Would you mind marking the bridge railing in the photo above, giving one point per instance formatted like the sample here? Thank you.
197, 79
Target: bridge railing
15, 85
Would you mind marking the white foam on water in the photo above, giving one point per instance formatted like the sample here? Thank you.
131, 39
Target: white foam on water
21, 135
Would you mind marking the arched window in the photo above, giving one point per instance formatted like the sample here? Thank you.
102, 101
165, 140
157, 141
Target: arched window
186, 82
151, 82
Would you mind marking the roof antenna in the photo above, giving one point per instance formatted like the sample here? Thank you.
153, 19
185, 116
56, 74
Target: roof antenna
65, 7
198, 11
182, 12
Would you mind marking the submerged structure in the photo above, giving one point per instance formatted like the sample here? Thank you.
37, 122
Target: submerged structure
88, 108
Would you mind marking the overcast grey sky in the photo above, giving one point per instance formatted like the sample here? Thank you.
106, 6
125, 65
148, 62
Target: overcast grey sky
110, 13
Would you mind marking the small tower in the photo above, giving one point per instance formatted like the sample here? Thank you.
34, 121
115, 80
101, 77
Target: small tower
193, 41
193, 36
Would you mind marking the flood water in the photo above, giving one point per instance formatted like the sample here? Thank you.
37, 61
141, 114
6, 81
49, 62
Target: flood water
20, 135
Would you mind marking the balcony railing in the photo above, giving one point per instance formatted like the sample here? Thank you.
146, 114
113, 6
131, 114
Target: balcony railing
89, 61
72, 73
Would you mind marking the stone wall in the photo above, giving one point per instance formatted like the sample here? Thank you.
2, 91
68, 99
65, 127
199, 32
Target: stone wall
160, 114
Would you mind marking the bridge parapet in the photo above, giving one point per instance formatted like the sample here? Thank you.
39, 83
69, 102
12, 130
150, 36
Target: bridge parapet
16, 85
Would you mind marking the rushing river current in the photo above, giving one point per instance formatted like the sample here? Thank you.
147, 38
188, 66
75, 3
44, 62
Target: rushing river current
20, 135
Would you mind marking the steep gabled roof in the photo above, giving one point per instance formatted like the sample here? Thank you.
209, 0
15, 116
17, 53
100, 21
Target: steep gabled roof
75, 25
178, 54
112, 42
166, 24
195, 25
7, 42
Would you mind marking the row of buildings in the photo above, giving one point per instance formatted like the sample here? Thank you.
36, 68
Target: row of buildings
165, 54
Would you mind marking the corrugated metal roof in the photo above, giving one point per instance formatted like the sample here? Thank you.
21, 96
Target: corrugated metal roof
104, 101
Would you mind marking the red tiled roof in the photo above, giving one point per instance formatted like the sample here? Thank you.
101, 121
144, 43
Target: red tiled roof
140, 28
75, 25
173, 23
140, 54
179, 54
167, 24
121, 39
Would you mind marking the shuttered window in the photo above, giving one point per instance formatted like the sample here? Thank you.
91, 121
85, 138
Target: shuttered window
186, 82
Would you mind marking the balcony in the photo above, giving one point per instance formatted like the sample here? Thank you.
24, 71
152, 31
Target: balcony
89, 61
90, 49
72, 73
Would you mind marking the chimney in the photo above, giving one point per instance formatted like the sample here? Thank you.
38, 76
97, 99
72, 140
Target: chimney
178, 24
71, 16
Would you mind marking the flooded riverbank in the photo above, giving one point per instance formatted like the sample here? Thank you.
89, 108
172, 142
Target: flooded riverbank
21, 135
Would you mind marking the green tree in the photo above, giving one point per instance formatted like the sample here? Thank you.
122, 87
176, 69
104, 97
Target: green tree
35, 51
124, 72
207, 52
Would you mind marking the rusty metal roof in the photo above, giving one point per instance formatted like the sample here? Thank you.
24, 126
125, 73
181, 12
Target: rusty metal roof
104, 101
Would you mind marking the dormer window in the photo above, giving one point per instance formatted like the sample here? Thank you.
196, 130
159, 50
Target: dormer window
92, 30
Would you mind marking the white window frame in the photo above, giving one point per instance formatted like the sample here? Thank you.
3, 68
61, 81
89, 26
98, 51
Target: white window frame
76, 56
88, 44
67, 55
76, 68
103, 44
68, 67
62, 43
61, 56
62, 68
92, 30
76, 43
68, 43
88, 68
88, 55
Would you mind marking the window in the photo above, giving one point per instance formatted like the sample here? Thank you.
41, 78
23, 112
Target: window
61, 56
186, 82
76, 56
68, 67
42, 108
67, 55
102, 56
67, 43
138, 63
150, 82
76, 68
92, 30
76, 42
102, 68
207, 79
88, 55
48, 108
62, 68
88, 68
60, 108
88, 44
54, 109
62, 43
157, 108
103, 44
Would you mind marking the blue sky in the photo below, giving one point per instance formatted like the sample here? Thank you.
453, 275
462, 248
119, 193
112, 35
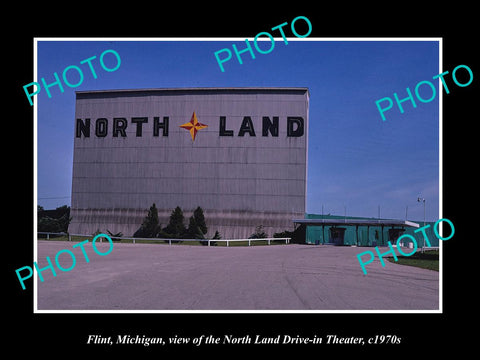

Exercise description – Please repeat the records above exactly, leaving every picture out.

Result of the task –
Would you mind marking the bridge railing in the photo above, giving one point per instance formatted like the sample here? Thank you.
197, 79
Target: bridge railing
15, 85
Would you mind marking the white foam on water in the photo above, giving one point per instance formatted like the sample here? Thank you.
131, 39
Target: white foam on water
21, 135
Would you mind marking the arched window in the photo above, giving one point per instance formatted like the sample here? Thank you.
102, 101
165, 140
157, 141
Target: arched window
186, 82
151, 82
Would you mind marking the roof antenna in the photo above, giving one point per instance formatted like the sample here? Thank you.
153, 19
185, 116
56, 74
Target: roof antenna
65, 7
198, 11
182, 12
Would you mind marking the submerged structure in the photo above, giving one point per instance formatted like the sample here? Thank you.
37, 122
Target: submerged structure
88, 108
Would you mind marking the overcast grey sky in the photo above, giving one point per instance formatted like the sample here? Thank you.
106, 6
125, 65
148, 62
Target: overcast grey sky
110, 13
Would you mind marking the small tower in the photo above, giving one point per instance formatted like the sample here? Thank you.
34, 121
115, 80
101, 77
Target: small tower
193, 41
193, 36
Would you mind marking the flood water in the photo above, giving one point per instance formatted like the sample here? Thank you.
37, 61
141, 114
6, 81
49, 62
Target: flood water
20, 135
Would you mind marking the balcony railing in the photo above, giving one point per instance formatted like the sample here? Thank you.
146, 114
113, 6
131, 114
Target: balcony railing
89, 61
72, 73
Would you mind marking the stone wall in the photo above, giving one point per instance formatted like the sample here? Thank you.
2, 91
68, 99
65, 127
199, 32
Target: stone wall
160, 114
Would you mind marking the bridge parapet in the photo above, giving one point per instance formatted like the sample here? Thank you.
39, 83
69, 102
12, 130
150, 36
Target: bridge parapet
16, 85
Would you mind marking the rushing river current in the photo above, giving one point per instance formatted like the sample here? Thank you.
147, 38
188, 66
75, 3
44, 62
Target: rushing river current
20, 135
Would you mind marking the steep gabled roof in the photo above, giving one point per instance formatted like the sample here? Thank you.
209, 0
15, 116
17, 53
100, 21
Target: steep gabled roof
75, 25
178, 54
112, 42
166, 24
195, 25
7, 42
Would you mind marking the row of buildings in the photo above, giving one point per instance formatted like the sample here? Thank you.
36, 68
Target: row of buildings
165, 54
Would you mind marking the corrugated metal roof in the photo above, giving one point per instance formatted like the sample here? Thank you.
21, 96
Target: corrugated metal roof
104, 101
Would you mind marking the red tiled roof in the photo above, giving one point per instance formatted like the sample here? Thank you.
101, 121
144, 43
Target: red tiled roof
140, 28
75, 25
173, 23
140, 54
179, 54
167, 24
121, 39
Would you mind marking the shuttered window in the photo above, giving one point per instance formatted like the sample here? Thank you.
91, 121
85, 138
Target: shuttered window
186, 82
Would you mind marking the balcony in the photo above, giving one point per instance formatted like the sample here? Thank you.
24, 71
152, 31
Target: balcony
89, 61
90, 49
72, 73
Would you mind marking the chimney in the photo above, giving one point per instance formatted like the sample here? Thank you.
38, 76
97, 99
72, 140
Target: chimney
178, 24
71, 16
Would you mind marking the flooded riverbank in the photo above, giving one point per instance formatted like the sample here? Thank you.
89, 108
172, 142
Target: flooded riverbank
21, 135
Would you mind marking the green tree in the photo above, giving one point per instance formatted like the sample here? Thank you.
122, 87
176, 69
104, 97
Target: green tree
35, 51
124, 72
207, 52
Would you mind marking the rusty metal roof in the photo above, giving one point per instance formatted like the sample here? Thank you.
24, 126
125, 73
181, 12
Target: rusty metal roof
104, 101
Would you mind marking the dormer window in the photo above, giving one point per instance formatted like the sample here? Thank you.
196, 130
159, 50
Target: dormer window
92, 30
Would you mind marking the white window frame in the photo above, giving one point per instance formatted like the sample here? Thank you.
3, 68
61, 81
89, 26
98, 51
Target: white window frame
76, 56
88, 44
67, 55
76, 68
103, 44
68, 67
62, 43
61, 56
62, 68
92, 30
76, 43
68, 43
88, 68
88, 55
Would you mind marking the window in the photo above, giving one point per instance formatted like the sample here? Thank you.
41, 78
23, 112
Target: window
61, 56
186, 82
76, 56
68, 67
42, 108
67, 55
102, 56
67, 43
138, 63
150, 82
76, 68
92, 30
76, 42
102, 68
207, 79
88, 55
48, 108
62, 68
88, 68
60, 108
88, 44
54, 109
62, 43
157, 108
103, 44
Would you mind marking the blue sky in the photo below, giving one point per instance formatted like the sample here? Thank you.
453, 275
462, 248
119, 193
112, 35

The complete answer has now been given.